* **WHAT TO DO**
Print out the entries below with no edits.

[Point localization data]
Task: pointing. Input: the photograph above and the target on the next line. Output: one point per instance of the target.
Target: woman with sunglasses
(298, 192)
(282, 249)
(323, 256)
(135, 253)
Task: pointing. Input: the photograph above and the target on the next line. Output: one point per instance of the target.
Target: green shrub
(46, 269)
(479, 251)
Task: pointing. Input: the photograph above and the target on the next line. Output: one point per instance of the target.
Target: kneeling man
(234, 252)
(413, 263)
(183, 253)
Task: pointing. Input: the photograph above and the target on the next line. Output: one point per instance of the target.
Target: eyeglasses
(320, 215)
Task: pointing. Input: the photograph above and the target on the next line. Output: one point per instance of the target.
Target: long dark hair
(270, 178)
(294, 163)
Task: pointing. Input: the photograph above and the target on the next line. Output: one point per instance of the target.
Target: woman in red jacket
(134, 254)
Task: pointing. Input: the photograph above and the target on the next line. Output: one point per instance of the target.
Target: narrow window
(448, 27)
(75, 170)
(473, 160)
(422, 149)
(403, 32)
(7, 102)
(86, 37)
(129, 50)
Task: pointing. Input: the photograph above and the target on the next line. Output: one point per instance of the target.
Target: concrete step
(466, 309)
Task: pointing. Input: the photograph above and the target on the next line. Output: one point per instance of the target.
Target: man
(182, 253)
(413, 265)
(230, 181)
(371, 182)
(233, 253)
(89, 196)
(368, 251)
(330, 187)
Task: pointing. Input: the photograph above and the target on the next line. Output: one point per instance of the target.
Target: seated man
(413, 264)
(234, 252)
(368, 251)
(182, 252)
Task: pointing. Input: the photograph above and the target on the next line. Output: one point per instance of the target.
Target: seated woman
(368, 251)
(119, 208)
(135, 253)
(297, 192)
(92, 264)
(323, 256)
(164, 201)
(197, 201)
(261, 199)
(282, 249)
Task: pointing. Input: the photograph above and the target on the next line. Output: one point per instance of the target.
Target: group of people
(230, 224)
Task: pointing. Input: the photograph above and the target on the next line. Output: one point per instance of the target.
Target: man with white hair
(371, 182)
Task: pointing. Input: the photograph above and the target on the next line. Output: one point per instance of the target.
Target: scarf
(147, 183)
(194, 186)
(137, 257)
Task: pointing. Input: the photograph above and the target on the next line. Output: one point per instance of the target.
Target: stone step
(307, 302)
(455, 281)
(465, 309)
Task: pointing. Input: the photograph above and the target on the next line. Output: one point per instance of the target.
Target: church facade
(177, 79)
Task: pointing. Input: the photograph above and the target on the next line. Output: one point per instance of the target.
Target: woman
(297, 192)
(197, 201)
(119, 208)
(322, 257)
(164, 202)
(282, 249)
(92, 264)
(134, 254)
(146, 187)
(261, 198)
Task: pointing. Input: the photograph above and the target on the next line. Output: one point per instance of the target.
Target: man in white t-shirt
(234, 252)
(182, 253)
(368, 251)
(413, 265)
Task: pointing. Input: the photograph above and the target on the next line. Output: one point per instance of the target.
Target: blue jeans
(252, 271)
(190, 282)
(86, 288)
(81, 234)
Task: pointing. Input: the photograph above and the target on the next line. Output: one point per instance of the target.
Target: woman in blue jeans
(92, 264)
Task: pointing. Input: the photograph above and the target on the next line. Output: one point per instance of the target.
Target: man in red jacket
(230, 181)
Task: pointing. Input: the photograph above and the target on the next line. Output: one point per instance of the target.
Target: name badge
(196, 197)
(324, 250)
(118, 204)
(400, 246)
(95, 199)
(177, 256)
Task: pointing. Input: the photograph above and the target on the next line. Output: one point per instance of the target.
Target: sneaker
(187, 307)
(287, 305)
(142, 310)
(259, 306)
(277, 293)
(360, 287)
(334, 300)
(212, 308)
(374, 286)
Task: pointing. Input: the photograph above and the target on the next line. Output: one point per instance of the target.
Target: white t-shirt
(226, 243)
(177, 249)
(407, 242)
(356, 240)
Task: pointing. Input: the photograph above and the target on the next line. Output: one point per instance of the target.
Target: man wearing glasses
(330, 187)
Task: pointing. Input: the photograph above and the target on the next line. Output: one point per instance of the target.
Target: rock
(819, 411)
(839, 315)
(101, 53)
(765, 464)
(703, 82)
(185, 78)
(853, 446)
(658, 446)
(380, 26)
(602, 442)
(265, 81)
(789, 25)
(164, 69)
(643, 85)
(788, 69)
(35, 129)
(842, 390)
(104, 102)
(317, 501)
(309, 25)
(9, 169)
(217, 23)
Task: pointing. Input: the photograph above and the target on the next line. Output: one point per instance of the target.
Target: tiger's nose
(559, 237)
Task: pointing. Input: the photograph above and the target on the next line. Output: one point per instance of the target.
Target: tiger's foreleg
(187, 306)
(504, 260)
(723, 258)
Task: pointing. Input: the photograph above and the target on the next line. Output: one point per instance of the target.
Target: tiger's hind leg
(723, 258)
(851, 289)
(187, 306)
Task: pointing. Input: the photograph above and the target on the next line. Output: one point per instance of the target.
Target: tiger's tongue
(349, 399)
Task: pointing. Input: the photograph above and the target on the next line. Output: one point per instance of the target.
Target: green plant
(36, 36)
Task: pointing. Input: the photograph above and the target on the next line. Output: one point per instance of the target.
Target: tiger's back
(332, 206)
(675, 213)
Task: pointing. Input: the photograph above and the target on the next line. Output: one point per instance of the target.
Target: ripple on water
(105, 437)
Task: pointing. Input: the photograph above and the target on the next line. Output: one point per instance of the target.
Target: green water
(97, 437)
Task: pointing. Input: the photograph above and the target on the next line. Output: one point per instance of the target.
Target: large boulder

* **SOLUTION TO THIS TASK**
Task: pointing. Input: the photograph above and the target on the next line. Output: one point per instance of the target.
Target: woman with sunglasses
(298, 192)
(282, 249)
(323, 256)
(135, 253)
Task: pointing. Input: the photograph above and the target on the next line. Output: one point per instance of the target.
Target: green shrub
(46, 269)
(479, 251)
Task: pointing. Input: the photograph above and the target on the next line. Output: one point per instance of the target.
Target: kneeling man
(234, 252)
(413, 263)
(183, 253)
Task: pointing. Input: the photograph above and the target on the next line. Output: one point per instance of the target.
Target: eyeglasses
(320, 215)
Task: pointing. Input: the photograph above and the target on the next line. Output: one point per instance of the target.
Target: long dark hair
(270, 178)
(294, 163)
Task: pointing. Input: the photograph above and the target on the next line. Output: one point per instance of the target.
Target: woman in red jacket
(134, 254)
Task: pointing. Input: the photograph above and the target on the next line. Output: one point per instance of the target.
Target: narrow window
(448, 27)
(75, 170)
(473, 160)
(422, 149)
(403, 32)
(7, 102)
(86, 37)
(129, 50)
Task: pointing. Input: the photograph above and the target on the next line. Output: one point per instance of the target.
Target: concrete step
(466, 309)
Task: pointing. Input: the photograph above and the target on the next line. Output: one point per instance of the target.
Target: man
(182, 253)
(413, 265)
(230, 181)
(371, 182)
(233, 253)
(89, 196)
(368, 251)
(330, 187)
Task: pointing. Input: the photograph above and the target on the next line. Output: one point per instance of the target.
Target: seated man
(413, 264)
(234, 252)
(368, 251)
(182, 252)
Task: pointing. Input: the photograph above and the target on the next line. Output: one point per instance of the target.
Target: seated woman
(368, 251)
(119, 208)
(135, 253)
(297, 192)
(92, 264)
(323, 256)
(164, 201)
(197, 201)
(261, 199)
(282, 249)
Task: pointing. Input: the photograph above and the target on the next line. Output: one point per instance of the target.
Target: group of people
(230, 224)
Task: pointing. Input: the photograph above and the target on the next line. Output: one point per instance of the target.
Target: man with white hair
(371, 182)
Task: pointing. Input: the photograph above and the target on the next line. Output: one point per instance of the target.
Target: scarf
(147, 183)
(194, 186)
(137, 257)
Task: pointing. Input: the photograph above and the target on the next line. Output: one point per instance of the target.
Target: stone step
(307, 302)
(455, 281)
(465, 309)
Task: pointing. Input: the photograph above and the target on the next line. Output: one point per instance of the target.
Target: church facade
(177, 79)
Task: pointing. Input: the photograph above and the target on the next line. Output: one point per instance of the target.
Target: woman
(297, 192)
(197, 201)
(119, 208)
(322, 257)
(164, 202)
(282, 249)
(92, 264)
(134, 254)
(146, 187)
(261, 198)
Task: pointing. Input: the photograph above and the target on the next line. Output: one point per instance of the target.
Target: man in white t-shirt
(234, 252)
(182, 253)
(368, 251)
(413, 265)
Task: pointing. Input: the photograph above and the target on the next line. Output: one point per instance of the target.
Target: blue jeans
(252, 271)
(190, 282)
(86, 288)
(81, 234)
Task: pointing. Input: the photograph above and the target on the next line. Output: one point per instance of the target.
Target: woman in blue jeans
(92, 264)
Task: pointing. Input: the photograph above and the target on the next line. Output: one point per instance of the target.
Target: man in red jacket
(230, 181)
Task: pointing. Input: the photograph above and the target on the next line. Output: one point per instance of the target.
Target: name badge
(196, 197)
(324, 250)
(118, 204)
(400, 246)
(95, 199)
(177, 256)
Task: pointing. Input: the photograph above and the target on the next line. Output: one point per instance of the target.
Target: sneaker
(187, 307)
(287, 305)
(142, 310)
(259, 306)
(277, 293)
(360, 287)
(334, 300)
(212, 308)
(374, 286)
Task: pointing. Input: the photograph above and the target on the next line. Output: one point per instance of the target.
Target: white t-shirt
(226, 243)
(177, 249)
(407, 242)
(356, 240)
Task: pointing. Input: the photograph above and the target on the next line. Output: one point per instance of the target.
Target: man wearing glasses
(330, 187)
Task: pointing. Input: the photograph above and the target on the next line. Output: one point per instance of the target.
Target: rock
(819, 411)
(839, 315)
(101, 53)
(765, 464)
(703, 82)
(185, 78)
(853, 446)
(658, 446)
(380, 26)
(602, 442)
(265, 81)
(789, 25)
(164, 69)
(643, 85)
(788, 69)
(35, 129)
(842, 390)
(104, 102)
(317, 501)
(309, 25)
(9, 169)
(217, 23)
Task: pointing. Input: the photograph above and the target on the next line. Output: one point per instance of the target.
Target: tiger's nose
(559, 237)
Task: pointing. Input: the photograph above and the target on the next line. Output: one point per instance of the target.
Target: tiger's foreleg
(187, 306)
(504, 260)
(723, 258)
Task: pointing. Input: the photograph above and the target on the next line. Output: one point per instance of the target.
Target: tiger's hind leg
(723, 258)
(851, 289)
(187, 306)
Task: pointing. Input: the photograph above and the target on the next line. Output: one point per instance of the target.
Target: tiger's tongue
(349, 399)
Task: pointing. Input: the photograph above and the target on the next line. Output: one point per instance of the target.
Target: green plant
(36, 36)
Task: pointing. Input: the photograph above and the target on the next line. Output: one point per instance of the target.
Target: tiger's back
(332, 206)
(675, 213)
Task: pointing. Input: the photograph above and the target on the next line. Output: one point per instance of the target.
Target: ripple on water
(105, 437)
Task: pointing. Input: the photograph above and the target on the next line. Output: one point per instance of the target.
Target: green water
(97, 437)
Task: pointing. Input: the photograph above and the target on the next line. Output: one point per instance of the target.
Target: large boulder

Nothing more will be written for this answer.